SHORT TASK: Rewrite the lines below, swapping every "Would you be able to" for "Could you" and leaving all other text unchanged.

(Data items)
******
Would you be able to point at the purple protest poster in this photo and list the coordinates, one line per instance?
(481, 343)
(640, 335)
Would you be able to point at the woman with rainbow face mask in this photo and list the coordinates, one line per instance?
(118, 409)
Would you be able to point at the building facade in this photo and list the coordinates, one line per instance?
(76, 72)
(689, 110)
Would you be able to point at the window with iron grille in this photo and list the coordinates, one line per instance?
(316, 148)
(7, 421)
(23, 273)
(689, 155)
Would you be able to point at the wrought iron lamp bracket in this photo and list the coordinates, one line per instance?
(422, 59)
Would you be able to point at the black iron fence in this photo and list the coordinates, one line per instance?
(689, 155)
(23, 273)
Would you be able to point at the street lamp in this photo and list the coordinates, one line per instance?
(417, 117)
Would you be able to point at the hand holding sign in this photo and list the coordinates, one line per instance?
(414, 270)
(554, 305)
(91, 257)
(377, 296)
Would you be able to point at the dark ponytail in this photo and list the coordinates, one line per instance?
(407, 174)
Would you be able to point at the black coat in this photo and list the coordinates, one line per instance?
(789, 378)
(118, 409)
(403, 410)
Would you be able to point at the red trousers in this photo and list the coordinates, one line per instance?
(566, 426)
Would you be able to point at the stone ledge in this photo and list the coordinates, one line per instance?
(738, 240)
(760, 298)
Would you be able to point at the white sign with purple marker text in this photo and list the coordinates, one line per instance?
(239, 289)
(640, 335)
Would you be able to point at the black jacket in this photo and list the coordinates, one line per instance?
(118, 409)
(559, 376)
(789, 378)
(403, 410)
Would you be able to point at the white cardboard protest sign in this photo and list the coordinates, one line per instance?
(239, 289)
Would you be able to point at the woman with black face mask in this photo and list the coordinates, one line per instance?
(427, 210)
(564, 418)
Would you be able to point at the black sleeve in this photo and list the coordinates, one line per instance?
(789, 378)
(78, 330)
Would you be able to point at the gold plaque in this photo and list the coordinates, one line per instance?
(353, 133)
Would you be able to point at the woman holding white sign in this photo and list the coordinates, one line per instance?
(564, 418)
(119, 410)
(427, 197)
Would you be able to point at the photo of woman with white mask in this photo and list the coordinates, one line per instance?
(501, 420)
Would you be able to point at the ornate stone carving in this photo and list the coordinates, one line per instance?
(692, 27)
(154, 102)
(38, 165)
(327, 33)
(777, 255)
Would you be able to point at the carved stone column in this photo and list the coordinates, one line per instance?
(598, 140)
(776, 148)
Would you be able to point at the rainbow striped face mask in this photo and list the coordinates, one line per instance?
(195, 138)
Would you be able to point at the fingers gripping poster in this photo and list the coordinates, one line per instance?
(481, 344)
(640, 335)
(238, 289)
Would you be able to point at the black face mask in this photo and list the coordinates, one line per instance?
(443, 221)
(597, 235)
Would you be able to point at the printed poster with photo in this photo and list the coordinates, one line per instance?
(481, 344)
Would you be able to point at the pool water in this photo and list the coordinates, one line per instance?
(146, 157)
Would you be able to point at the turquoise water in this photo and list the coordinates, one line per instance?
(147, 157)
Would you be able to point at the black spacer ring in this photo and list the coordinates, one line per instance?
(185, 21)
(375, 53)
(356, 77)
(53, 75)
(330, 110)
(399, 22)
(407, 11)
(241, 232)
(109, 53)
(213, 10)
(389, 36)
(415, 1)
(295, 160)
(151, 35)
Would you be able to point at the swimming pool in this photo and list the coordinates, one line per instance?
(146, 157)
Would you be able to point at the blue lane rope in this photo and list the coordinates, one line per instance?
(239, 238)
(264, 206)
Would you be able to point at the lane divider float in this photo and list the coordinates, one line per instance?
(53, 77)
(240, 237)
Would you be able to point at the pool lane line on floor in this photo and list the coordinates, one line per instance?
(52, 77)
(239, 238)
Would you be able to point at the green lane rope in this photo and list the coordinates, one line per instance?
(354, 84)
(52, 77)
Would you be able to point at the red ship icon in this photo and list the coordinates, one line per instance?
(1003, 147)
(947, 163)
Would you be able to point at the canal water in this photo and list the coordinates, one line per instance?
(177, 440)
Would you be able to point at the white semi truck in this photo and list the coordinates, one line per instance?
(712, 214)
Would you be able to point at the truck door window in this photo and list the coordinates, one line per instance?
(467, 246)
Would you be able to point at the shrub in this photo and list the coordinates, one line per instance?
******
REPLY:
Could you point at the purple protest poster in this photo and list the coordinates, one line per instance?
(481, 343)
(640, 335)
Could you point at the woman with rainbow face mask in this photo and list the coordinates, one line per instance?
(118, 409)
Could you point at the building facade in this photo and list the coordinates, one line per instance?
(76, 72)
(689, 110)
Could you point at the window with iron grille in this photo and list the coordinates, one line per instance?
(316, 148)
(7, 421)
(23, 273)
(689, 155)
Could you point at the wrought iron lamp bracket in this photo and list the coordinates, one line per instance?
(422, 59)
Could you point at the black iron fence in this photo and list the coordinates, one line per instance?
(689, 155)
(23, 273)
Could you point at the street lamp in this photo and list the coordinates, one line per instance?
(417, 117)
Could you point at the hand holding sign in this photo and list the coordinates, one line per instance?
(414, 270)
(554, 305)
(91, 257)
(377, 296)
Could you point at the dark ponytail in this photo and list the coordinates, one line per instance?
(407, 174)
Could you point at the black coat in this photo and list the coordinates, one line per instance?
(789, 378)
(118, 409)
(403, 410)
Could you point at the red trousers in this photo and list the coordinates, one line per instance?
(566, 426)
Could you point at the stone ledge in this photo and list the coordinates, one line per instance?
(738, 240)
(760, 298)
Could you point at the white sign with purple marker text in this photo and list the coordinates, one line per instance?
(239, 289)
(640, 335)
Could you point at the black jacket in this photo and list the coordinates, one line per instance?
(118, 409)
(559, 376)
(789, 378)
(403, 410)
Could you point at the white cardboard protest sign in this photo and list the coordinates, one line per instance?
(239, 289)
Could you point at the woman with black face mask in this photo and list the coordinates, one line per instance?
(427, 210)
(564, 418)
Could you point at the black sleeve in this photo and list the coordinates, one line per instance?
(789, 378)
(78, 330)
Could you point at the gold plaque in this photo and list the coordinates, one line per instance?
(353, 133)
Could you point at the woman holding white sign in this photo and list the coordinates, one line per instance?
(564, 418)
(119, 410)
(427, 197)
Could you point at the photo of woman with white mask in this photo and list the coordinates, one line per instance?
(501, 420)
Could you point at the ornate stone carving in this photo and list the coordinates, one line per instance?
(692, 27)
(154, 102)
(38, 165)
(327, 33)
(777, 255)
Could you point at the carved stone column in this photo and list the coordinates, one line per instance?
(598, 140)
(776, 148)
Could you point at the rainbow striped face mask in this photo and list the coordinates, one line per instance?
(195, 138)
Could you point at the fingers gripping poster in this photo and list the coordinates, one line per instance?
(481, 344)
(640, 335)
(238, 289)
Could you point at the black face mask in this photo and list the coordinates, one line per instance?
(443, 221)
(597, 235)
Could you point at the printed poster with photo in this photo and list the coordinates, one line per instance?
(481, 344)
Could you point at the pool water in this photo and list the coordinates, one line per instance?
(146, 157)
Could you point at the turquoise water in this photo and list the coordinates, one line per instance?
(147, 157)
Could you point at the black spacer ring in this photo and list the coordinates, one line per instance?
(185, 21)
(375, 53)
(356, 77)
(53, 75)
(330, 110)
(399, 22)
(407, 11)
(241, 232)
(109, 53)
(213, 10)
(389, 36)
(415, 1)
(295, 160)
(151, 35)
Could you point at the swimming pool in this photo and list the coordinates, one line per instance?
(146, 157)
Could you point at the blue lane rope in this photo and list the coordinates, one line per instance?
(239, 238)
(264, 206)
Could you point at the lane divider float in this photo and list the coordinates, one line per instance?
(53, 77)
(240, 237)
Could you point at the pool lane line on floor in this photo and list the coordinates, one line per instance?
(52, 77)
(239, 238)
Could you point at the green lane rope in this photo and list the coordinates, one line per instance?
(354, 84)
(52, 77)
Could you point at the red ship icon in this photo and list the coordinates, one line per instance?
(1003, 147)
(947, 163)
Could you point at the canal water in this photo and list the coordinates, one line per instance?
(177, 440)
Could you point at the white semi truck in this photo and list the coordinates, one line per instance?
(712, 214)
Could you point at the truck door window in this photo and list the coordinates, one line per instance?
(467, 246)
Could you point at the shrub in this photo and list the coordinates, one line per instance?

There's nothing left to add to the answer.